** start Page extract **

Road Closures: The inner Teton Park Road is closed November 1 to April 30 from Taggart Lake Trailhead to Signal Mountain Lodge. The outer road, highway 191, is open year-round
Insider Tip: The afternoon is the worst time for photography because the sun is behind the mountains.
Read More: For a full description and more details, read my Complete Guide to the Grand Teton Scenic Drive.
If you are planning a trip to Grand Teton, read my Grand Teton National Park Guide
Dunes Drive | White Sands National Park
White Sands National Park is one of the most starkly beautiful National Parks destinations! Its alien landscape of rolling ivory dunes framed by the purple San Andres Mountains is a breathtaking sight! There’s a wealth of opportunities for exploring White Sands, and one of the best ways is the scenic Dunes Drive!
Dunes Drive is the main park road that runs the entirety of White Sands National Park! Not only is it brimming with views, but it’s welcomingly uncomplicated, easy to navigate, and rarely overly congested! Dunes Drive is a 16 mile long roundtrip loop road. It traverses 8 miles from the park entrance to the back of the park, before looping back around towards the entrance. During these 8 miles, guests witness the transformation from the shrub laden desert of the park’s entrance, to the glistening ivory dunes that extend for miles in its backcountry!
Dunes Drive contains all the park’s hiking trailheads, picnic areas, viewpoints, tour meeting locations, facilities, and, a visitor favorite, sand sledding opportunities! There’s several trails located along Dunes Drive, from easy nature trails a half mile long, to the grueling five-mile long Alkali Flat Trail!
White Sands National Park and Dunes Drive are located closest to the small town of Alamogordo, New Mexico, and less than an hour away from the larger city of Las Cruces.
Length: 16 miles | 25.7 km loop
Best Views: There’s multiple pullout spots and ample parking for both sightseeing and sand sledding. Anywhere you stop along Dunes Drive, you’re guaranteed exhilarating views and an imaginative and whimsical environment!
Road Closures: White Sands is occasionally closed due to nearby missile range testing, so it’s important to check the park’s website for information on closures.
Insider Tip: Bring your own sled or rent one from the Visitor’s Center, then make your way to the end of Dunes Drive to discover larger dunes perfect for sledding.

** end Page extract **

• _Short task A_: In the scenic drive excerpt, which town are White Sands National Park and Dunes Drive located closest to?
• _Short task B_: From the scenic drive excerpt, return the text between "Road Closures: White" and "information on closures.", inclusive, without altering a word.

** start Dataset extract **

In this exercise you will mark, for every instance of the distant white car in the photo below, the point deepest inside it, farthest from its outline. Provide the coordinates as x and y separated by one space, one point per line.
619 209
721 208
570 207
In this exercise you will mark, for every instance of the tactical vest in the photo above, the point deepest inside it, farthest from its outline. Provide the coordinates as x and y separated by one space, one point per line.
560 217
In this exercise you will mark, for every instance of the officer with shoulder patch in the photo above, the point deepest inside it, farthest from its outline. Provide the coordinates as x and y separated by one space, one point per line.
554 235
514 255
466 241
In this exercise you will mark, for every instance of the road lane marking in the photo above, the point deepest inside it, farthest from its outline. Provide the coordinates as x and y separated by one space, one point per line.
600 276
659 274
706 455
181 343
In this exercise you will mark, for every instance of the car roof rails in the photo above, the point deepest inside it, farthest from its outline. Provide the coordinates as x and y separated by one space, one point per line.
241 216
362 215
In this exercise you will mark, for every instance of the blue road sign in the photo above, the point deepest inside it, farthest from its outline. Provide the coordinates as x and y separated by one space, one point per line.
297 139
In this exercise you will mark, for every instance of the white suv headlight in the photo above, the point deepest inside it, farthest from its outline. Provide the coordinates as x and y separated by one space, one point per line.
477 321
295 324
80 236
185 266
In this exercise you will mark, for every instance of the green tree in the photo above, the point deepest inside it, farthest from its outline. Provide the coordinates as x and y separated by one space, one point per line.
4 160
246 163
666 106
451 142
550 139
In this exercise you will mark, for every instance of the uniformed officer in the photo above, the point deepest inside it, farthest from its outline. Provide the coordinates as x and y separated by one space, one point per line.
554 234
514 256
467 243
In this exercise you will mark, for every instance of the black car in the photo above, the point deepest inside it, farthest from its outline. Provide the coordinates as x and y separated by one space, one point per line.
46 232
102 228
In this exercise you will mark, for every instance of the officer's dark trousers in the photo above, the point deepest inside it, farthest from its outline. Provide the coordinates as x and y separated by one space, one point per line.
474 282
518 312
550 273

** end Dataset extract **

• _Full answer A_: Alamogordo, New Mexico.

• _Full answer B_:
Road Closures: White Sands is occasionally closed due to nearby missile range testing, so it’s important to check the park’s website for information on closures.